• Given instruction: Could you quote the items below verbatim, every line included?

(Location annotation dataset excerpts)
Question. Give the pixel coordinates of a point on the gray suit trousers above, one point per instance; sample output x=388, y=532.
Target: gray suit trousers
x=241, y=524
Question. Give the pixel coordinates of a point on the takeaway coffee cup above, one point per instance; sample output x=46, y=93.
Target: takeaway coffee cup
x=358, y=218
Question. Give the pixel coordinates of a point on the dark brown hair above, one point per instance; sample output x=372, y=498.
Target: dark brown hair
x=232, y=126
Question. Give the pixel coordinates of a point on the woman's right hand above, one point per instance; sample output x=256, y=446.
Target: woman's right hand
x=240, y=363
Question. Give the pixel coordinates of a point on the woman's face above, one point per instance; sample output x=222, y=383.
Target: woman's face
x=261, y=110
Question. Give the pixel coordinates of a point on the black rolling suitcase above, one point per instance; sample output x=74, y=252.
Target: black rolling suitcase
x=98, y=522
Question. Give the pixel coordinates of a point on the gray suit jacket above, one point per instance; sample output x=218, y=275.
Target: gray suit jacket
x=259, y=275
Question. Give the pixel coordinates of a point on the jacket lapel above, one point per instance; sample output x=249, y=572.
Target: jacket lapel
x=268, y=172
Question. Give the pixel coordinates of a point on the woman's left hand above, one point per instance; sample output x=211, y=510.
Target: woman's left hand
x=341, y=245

• Finished answer:
Question. Give the pixel coordinates of a point on the gray suit trousers above, one point per instance; sample output x=388, y=532.
Target: gray suit trousers
x=241, y=524
Question. Give the pixel coordinates of a point on the takeaway coffee cup above, one point per instance; sample output x=46, y=93.
Target: takeaway coffee cup
x=358, y=218
Question. Give the pixel coordinates of a point on the dark brown hair above, one point per instance; sample output x=372, y=498.
Target: dark brown hair
x=232, y=126
Question. Give the pixel coordinates of a point on the woman's right hand above, one point per instance; sample output x=256, y=446.
Target: woman's right hand
x=240, y=363
Question. Give the pixel coordinates of a point on the woman's face above, one point per instance; sample output x=222, y=383.
Target: woman's face
x=261, y=110
Question. Give the pixel coordinates of a point on the black rolling suitcase above, one point per instance; sample output x=74, y=252.
Target: black rolling suitcase
x=98, y=522
Question. Give the pixel coordinates of a point on the gray suit jacket above, one point per instance; sample output x=218, y=275.
Target: gray suit jacket
x=259, y=275
Question. Give the pixel coordinates of a point on the jacket lapel above, one point per instance; sample output x=249, y=572.
Target: jacket lapel
x=268, y=172
Question. Give the pixel coordinates of a point on the woman's left hand above, one point per instance; sample output x=211, y=510.
Target: woman's left hand
x=341, y=245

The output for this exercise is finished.